* Text excerpt:

This 2021 guidance is based on a current future commodity price curve with an annual average WTI price of US $60.50/bbl (US $60.00/bbl in H2/2021), $2.60/GJ AECO and estimated foreign exchange of $0.79 CDN/USD.
We would like to thank our employees and directors for their ongoing commitment and dedication and all of our shareholders for their continued interest and support. We look forward to announcing our operating and financial results for the first quarter of 2021 in May.
For further information please contact:
Doug Bartole Darren Dittmer President and Chief Executive Officer Chief Financial Officer InPlay Oil Corp. InPlay Oil Corp. Telephone: (587) 955-0632 Telephone: (587) 955-0634
Non-GAAP Financial Measures
Included in this press release are references to the terms "adjusted funds flow", "adjusted funds flow per share, basic and diluted", "adjusted funds flow per boe", "free adjusted funds flow", "operating income", "operating netback per boe", "operating income profit margin" and "Net Debt to EBITDA". Management believes these measures are helpful supplementary measures of financial and operating performance and provide users with similar, but potentially not comparable, information that is commonly used by other oil and natural gas companies. These terms do not have any standardized meaning prescribed by GAAP and should not be considered an alternative to, or more meaningful than, "funds flow", "profit (loss) before taxes", "profit (loss) and comprehensive income (loss)" or assets and liabilities as determined in accordance with GAAP as a measure of the Company's performance and financial position.

* Aim of the exercise: Copy the press release excerpt between "This 2021 guidance" and "of $0.79 CDN/USD.", inclusive, replacing "WTI" with "Brent".

* Record extracts:
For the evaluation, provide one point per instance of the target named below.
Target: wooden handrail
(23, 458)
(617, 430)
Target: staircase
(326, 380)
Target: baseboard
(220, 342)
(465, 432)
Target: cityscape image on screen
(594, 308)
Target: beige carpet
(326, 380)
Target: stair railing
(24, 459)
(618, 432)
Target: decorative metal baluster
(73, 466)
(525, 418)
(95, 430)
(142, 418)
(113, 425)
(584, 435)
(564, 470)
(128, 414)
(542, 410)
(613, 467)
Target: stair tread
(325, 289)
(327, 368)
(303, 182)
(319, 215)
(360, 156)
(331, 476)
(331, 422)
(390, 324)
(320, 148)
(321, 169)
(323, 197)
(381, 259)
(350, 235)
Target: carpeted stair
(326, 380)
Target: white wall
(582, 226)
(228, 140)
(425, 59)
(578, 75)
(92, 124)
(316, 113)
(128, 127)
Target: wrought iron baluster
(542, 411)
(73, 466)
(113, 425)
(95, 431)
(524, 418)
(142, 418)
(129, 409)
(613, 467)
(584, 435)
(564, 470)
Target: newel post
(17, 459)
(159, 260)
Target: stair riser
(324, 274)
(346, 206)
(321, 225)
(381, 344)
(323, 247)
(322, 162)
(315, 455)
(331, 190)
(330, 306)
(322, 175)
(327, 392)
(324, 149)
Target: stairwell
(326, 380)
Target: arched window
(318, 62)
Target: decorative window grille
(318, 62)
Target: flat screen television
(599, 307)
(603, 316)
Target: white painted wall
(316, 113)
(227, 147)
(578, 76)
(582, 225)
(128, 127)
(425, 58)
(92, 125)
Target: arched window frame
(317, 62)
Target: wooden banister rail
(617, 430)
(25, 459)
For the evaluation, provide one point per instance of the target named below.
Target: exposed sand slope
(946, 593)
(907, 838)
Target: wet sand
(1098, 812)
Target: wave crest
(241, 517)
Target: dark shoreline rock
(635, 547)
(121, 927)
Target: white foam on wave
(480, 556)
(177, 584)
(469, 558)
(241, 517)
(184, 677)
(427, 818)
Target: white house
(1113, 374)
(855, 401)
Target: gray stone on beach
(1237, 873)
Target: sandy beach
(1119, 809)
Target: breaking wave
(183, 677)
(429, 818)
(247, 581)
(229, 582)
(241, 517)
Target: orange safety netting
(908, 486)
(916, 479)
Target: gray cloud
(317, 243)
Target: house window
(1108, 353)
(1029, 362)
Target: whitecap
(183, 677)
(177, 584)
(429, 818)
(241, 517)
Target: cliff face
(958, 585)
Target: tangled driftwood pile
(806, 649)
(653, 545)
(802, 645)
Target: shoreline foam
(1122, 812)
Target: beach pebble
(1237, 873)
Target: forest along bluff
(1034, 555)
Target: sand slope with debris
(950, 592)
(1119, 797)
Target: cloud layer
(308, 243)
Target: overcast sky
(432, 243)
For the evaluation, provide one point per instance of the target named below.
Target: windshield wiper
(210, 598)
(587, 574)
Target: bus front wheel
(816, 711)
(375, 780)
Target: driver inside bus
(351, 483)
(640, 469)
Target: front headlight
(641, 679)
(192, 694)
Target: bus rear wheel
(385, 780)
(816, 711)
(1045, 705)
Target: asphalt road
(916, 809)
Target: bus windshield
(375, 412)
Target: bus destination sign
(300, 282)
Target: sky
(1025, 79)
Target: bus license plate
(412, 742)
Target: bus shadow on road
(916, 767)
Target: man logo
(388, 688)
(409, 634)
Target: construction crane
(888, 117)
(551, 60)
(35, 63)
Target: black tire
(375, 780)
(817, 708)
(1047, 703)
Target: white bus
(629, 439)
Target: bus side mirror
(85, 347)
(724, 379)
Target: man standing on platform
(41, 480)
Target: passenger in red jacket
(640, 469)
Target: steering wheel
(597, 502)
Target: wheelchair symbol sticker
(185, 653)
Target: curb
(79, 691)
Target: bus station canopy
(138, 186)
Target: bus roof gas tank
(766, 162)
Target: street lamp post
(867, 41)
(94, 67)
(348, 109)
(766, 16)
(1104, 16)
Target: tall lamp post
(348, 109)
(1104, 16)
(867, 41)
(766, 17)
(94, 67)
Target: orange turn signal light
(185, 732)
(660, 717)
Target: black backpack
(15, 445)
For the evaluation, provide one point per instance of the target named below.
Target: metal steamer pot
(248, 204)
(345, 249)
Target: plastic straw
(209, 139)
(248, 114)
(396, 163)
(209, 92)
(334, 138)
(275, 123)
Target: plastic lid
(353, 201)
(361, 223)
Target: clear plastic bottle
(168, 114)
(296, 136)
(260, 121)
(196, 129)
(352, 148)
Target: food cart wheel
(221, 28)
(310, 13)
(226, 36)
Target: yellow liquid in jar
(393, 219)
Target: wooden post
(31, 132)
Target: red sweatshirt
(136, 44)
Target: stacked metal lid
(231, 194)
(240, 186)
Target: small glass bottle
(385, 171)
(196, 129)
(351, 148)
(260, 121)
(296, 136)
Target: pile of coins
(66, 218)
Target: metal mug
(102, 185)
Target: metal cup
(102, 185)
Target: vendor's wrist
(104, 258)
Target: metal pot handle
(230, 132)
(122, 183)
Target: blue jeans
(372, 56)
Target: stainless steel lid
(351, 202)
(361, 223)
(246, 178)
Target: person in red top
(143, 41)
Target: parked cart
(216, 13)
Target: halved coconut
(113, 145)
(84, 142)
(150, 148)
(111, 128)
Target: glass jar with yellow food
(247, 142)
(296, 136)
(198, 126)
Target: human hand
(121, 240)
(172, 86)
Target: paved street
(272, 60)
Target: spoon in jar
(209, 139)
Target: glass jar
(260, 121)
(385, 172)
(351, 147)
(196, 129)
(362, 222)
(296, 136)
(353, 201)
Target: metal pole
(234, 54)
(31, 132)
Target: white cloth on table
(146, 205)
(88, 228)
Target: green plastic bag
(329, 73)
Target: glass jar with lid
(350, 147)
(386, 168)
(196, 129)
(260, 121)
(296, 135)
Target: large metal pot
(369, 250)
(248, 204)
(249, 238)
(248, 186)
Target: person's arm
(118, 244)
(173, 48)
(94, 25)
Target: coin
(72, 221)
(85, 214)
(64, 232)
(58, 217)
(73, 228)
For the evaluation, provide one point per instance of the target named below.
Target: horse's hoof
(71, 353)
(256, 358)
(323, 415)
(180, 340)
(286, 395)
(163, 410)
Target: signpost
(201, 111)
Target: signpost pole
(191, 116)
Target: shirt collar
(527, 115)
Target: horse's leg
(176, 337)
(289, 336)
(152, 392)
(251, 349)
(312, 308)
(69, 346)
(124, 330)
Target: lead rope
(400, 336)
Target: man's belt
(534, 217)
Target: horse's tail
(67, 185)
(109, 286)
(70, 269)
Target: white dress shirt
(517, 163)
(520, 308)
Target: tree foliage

* Answer box:
This 2021 guidance is based on a current future commodity price curve with an annual average Brent price of US $60.50/bbl (US $60.00/bbl in H2/2021), $2.60/GJ AECO and estimated foreign exchange of $0.79 CDN/USD.